• WORK TO DO
Pull out every line of the listing below that contains the string "patch", and copy each one unchanged.

(Data records)

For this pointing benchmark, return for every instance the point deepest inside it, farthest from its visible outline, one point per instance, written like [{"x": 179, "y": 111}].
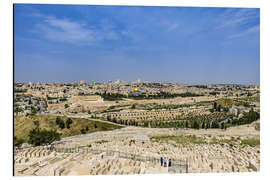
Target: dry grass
[{"x": 23, "y": 124}]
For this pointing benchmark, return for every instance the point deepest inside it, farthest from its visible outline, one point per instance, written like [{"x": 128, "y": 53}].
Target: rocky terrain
[{"x": 135, "y": 150}]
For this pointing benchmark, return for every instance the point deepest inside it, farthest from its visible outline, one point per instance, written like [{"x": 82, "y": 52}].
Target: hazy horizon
[{"x": 188, "y": 45}]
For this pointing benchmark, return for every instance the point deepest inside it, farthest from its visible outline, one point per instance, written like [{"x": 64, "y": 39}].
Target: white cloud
[{"x": 66, "y": 30}]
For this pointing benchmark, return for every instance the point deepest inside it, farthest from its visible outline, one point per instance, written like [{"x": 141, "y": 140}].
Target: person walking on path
[{"x": 161, "y": 161}]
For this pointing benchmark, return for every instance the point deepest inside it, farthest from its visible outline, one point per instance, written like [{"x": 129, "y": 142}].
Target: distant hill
[{"x": 23, "y": 124}]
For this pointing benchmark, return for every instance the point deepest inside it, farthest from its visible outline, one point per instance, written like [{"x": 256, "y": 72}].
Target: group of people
[{"x": 164, "y": 162}]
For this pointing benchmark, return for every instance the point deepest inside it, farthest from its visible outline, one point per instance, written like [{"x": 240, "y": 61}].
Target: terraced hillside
[{"x": 23, "y": 125}]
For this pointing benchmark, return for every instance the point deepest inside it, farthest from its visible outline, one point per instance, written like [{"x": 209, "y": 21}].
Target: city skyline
[{"x": 67, "y": 43}]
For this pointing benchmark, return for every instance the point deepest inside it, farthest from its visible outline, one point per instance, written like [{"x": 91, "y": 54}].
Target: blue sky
[{"x": 196, "y": 45}]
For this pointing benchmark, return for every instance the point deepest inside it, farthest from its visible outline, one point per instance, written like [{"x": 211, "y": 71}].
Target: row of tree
[{"x": 63, "y": 124}]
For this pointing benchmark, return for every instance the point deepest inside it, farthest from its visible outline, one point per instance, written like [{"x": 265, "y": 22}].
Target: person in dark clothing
[
  {"x": 161, "y": 161},
  {"x": 170, "y": 163}
]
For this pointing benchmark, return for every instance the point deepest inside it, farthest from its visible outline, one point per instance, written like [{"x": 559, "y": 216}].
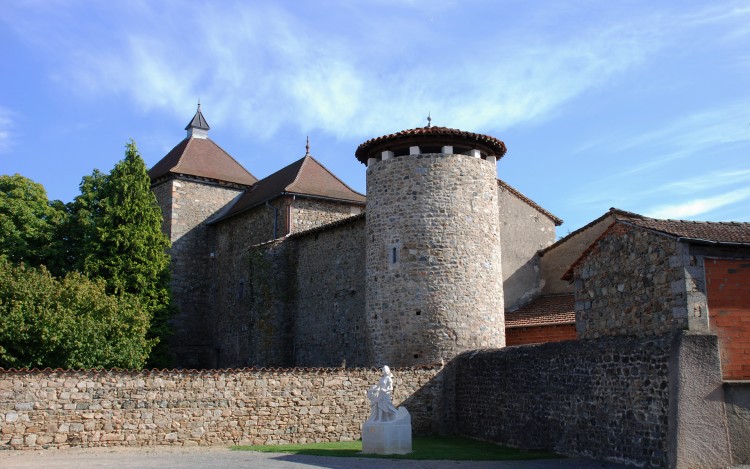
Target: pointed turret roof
[
  {"x": 199, "y": 156},
  {"x": 198, "y": 122},
  {"x": 304, "y": 177}
]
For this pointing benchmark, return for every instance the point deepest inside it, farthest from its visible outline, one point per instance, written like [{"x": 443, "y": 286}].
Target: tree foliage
[
  {"x": 116, "y": 223},
  {"x": 68, "y": 323},
  {"x": 107, "y": 242},
  {"x": 28, "y": 221}
]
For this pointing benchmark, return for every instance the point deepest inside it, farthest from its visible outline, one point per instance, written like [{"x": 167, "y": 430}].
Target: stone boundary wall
[
  {"x": 605, "y": 399},
  {"x": 737, "y": 398},
  {"x": 56, "y": 408}
]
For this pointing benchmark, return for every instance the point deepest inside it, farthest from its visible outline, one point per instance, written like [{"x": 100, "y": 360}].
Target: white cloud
[
  {"x": 267, "y": 67},
  {"x": 700, "y": 206},
  {"x": 6, "y": 124}
]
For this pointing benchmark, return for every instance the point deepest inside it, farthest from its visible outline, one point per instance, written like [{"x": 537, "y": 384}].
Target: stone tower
[
  {"x": 195, "y": 180},
  {"x": 434, "y": 279}
]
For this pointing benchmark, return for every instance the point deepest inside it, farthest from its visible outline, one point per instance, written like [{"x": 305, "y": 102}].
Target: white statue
[
  {"x": 387, "y": 430},
  {"x": 380, "y": 398}
]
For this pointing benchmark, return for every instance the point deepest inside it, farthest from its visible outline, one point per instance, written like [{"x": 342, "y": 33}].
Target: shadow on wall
[{"x": 516, "y": 286}]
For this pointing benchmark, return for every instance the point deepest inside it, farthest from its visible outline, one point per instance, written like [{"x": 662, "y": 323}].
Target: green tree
[
  {"x": 116, "y": 223},
  {"x": 68, "y": 323},
  {"x": 28, "y": 221}
]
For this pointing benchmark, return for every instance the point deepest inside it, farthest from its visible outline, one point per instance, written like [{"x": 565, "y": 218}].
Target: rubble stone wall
[
  {"x": 190, "y": 203},
  {"x": 605, "y": 399},
  {"x": 631, "y": 283},
  {"x": 434, "y": 276},
  {"x": 524, "y": 230},
  {"x": 42, "y": 409},
  {"x": 329, "y": 325}
]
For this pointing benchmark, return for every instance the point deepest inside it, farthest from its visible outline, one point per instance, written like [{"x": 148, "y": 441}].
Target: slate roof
[
  {"x": 530, "y": 202},
  {"x": 203, "y": 158},
  {"x": 198, "y": 121},
  {"x": 545, "y": 310},
  {"x": 702, "y": 232},
  {"x": 425, "y": 135},
  {"x": 305, "y": 177}
]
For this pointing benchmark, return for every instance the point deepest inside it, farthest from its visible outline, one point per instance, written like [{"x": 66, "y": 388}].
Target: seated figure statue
[
  {"x": 387, "y": 430},
  {"x": 380, "y": 398}
]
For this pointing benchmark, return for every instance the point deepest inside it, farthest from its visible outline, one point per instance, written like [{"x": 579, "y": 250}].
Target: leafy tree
[
  {"x": 28, "y": 221},
  {"x": 116, "y": 224},
  {"x": 68, "y": 323}
]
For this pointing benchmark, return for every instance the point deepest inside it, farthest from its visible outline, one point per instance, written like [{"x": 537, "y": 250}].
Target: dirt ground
[{"x": 215, "y": 458}]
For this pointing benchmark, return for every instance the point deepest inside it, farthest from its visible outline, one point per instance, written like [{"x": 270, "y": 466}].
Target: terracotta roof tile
[
  {"x": 442, "y": 135},
  {"x": 201, "y": 157},
  {"x": 711, "y": 232},
  {"x": 305, "y": 176},
  {"x": 530, "y": 202},
  {"x": 737, "y": 233},
  {"x": 545, "y": 310}
]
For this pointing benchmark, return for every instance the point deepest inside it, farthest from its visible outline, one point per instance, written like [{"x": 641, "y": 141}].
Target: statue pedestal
[{"x": 388, "y": 437}]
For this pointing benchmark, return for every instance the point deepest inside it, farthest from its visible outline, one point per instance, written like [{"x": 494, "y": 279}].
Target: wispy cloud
[
  {"x": 6, "y": 124},
  {"x": 698, "y": 206},
  {"x": 267, "y": 68}
]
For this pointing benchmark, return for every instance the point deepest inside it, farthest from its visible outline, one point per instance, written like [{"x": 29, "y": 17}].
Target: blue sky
[{"x": 639, "y": 105}]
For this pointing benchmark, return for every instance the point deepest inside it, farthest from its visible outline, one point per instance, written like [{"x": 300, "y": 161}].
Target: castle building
[
  {"x": 441, "y": 257},
  {"x": 443, "y": 249}
]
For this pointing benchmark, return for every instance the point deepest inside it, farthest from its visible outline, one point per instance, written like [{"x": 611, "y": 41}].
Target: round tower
[{"x": 434, "y": 279}]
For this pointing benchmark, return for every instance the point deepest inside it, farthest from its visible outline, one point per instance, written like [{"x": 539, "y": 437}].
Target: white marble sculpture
[{"x": 388, "y": 429}]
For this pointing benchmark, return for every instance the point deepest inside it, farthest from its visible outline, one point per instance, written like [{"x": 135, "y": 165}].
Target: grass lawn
[{"x": 424, "y": 447}]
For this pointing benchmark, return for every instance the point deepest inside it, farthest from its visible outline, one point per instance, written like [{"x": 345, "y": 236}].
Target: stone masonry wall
[
  {"x": 192, "y": 202},
  {"x": 163, "y": 193},
  {"x": 434, "y": 277},
  {"x": 556, "y": 260},
  {"x": 604, "y": 399},
  {"x": 296, "y": 301},
  {"x": 42, "y": 409},
  {"x": 523, "y": 231},
  {"x": 254, "y": 296},
  {"x": 329, "y": 324},
  {"x": 631, "y": 283}
]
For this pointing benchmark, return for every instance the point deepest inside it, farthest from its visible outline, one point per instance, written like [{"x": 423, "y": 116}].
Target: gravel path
[{"x": 216, "y": 458}]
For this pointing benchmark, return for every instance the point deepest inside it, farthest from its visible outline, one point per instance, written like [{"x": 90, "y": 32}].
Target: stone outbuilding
[{"x": 644, "y": 276}]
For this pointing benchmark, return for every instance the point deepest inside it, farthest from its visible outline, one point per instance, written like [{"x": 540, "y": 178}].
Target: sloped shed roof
[
  {"x": 545, "y": 310},
  {"x": 730, "y": 233}
]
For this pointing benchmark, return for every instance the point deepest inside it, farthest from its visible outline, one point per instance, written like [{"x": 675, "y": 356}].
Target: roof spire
[{"x": 198, "y": 127}]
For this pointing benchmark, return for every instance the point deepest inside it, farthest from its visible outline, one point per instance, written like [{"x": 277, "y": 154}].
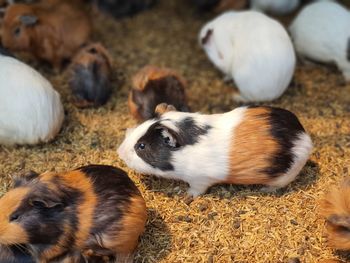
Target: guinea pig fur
[
  {"x": 92, "y": 212},
  {"x": 50, "y": 30},
  {"x": 253, "y": 50},
  {"x": 335, "y": 208},
  {"x": 249, "y": 145},
  {"x": 321, "y": 32},
  {"x": 31, "y": 111},
  {"x": 90, "y": 80},
  {"x": 152, "y": 86},
  {"x": 276, "y": 7}
]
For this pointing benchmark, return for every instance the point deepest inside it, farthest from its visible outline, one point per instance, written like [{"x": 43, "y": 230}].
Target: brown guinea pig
[
  {"x": 152, "y": 86},
  {"x": 51, "y": 30},
  {"x": 93, "y": 212},
  {"x": 335, "y": 207},
  {"x": 90, "y": 76}
]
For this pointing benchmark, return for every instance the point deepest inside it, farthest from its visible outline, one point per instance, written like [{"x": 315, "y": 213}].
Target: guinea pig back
[
  {"x": 152, "y": 86},
  {"x": 93, "y": 211},
  {"x": 335, "y": 208}
]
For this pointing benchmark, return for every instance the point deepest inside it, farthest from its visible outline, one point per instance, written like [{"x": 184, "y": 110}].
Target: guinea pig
[
  {"x": 335, "y": 208},
  {"x": 122, "y": 8},
  {"x": 50, "y": 30},
  {"x": 276, "y": 7},
  {"x": 219, "y": 5},
  {"x": 31, "y": 111},
  {"x": 321, "y": 32},
  {"x": 95, "y": 211},
  {"x": 253, "y": 50},
  {"x": 152, "y": 86},
  {"x": 90, "y": 76},
  {"x": 249, "y": 145}
]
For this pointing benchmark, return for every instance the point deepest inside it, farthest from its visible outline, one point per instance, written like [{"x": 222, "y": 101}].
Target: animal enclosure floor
[{"x": 229, "y": 223}]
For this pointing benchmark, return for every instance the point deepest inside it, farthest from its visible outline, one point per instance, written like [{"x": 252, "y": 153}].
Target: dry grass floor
[{"x": 229, "y": 223}]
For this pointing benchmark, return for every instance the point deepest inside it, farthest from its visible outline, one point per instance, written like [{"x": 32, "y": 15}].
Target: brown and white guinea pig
[
  {"x": 335, "y": 207},
  {"x": 152, "y": 86},
  {"x": 93, "y": 212},
  {"x": 51, "y": 30},
  {"x": 219, "y": 6},
  {"x": 249, "y": 145},
  {"x": 90, "y": 76}
]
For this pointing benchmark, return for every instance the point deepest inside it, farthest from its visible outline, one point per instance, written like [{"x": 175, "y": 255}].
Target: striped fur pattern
[
  {"x": 94, "y": 212},
  {"x": 249, "y": 145},
  {"x": 335, "y": 208}
]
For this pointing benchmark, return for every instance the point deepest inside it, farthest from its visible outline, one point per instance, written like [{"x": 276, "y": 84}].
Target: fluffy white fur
[
  {"x": 254, "y": 50},
  {"x": 30, "y": 109},
  {"x": 278, "y": 7},
  {"x": 321, "y": 32}
]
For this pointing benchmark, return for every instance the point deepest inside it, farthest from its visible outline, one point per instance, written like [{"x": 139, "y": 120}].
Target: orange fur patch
[
  {"x": 12, "y": 233},
  {"x": 337, "y": 203},
  {"x": 252, "y": 146}
]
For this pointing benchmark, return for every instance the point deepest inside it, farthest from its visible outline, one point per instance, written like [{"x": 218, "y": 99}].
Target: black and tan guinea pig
[
  {"x": 335, "y": 208},
  {"x": 90, "y": 76},
  {"x": 92, "y": 214},
  {"x": 219, "y": 6},
  {"x": 122, "y": 8},
  {"x": 153, "y": 85},
  {"x": 249, "y": 145}
]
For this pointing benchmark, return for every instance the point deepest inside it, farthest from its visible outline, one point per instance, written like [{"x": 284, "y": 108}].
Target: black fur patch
[
  {"x": 285, "y": 128},
  {"x": 157, "y": 152},
  {"x": 167, "y": 90}
]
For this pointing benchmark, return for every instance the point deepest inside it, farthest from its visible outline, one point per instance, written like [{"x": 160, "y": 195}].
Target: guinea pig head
[
  {"x": 32, "y": 212},
  {"x": 19, "y": 20}
]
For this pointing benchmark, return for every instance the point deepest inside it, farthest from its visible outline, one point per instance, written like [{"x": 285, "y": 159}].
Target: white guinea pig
[
  {"x": 321, "y": 32},
  {"x": 249, "y": 145},
  {"x": 30, "y": 109},
  {"x": 277, "y": 7},
  {"x": 254, "y": 50}
]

• TASK OUTPUT
Target: orange fur patch
Target: black fur patch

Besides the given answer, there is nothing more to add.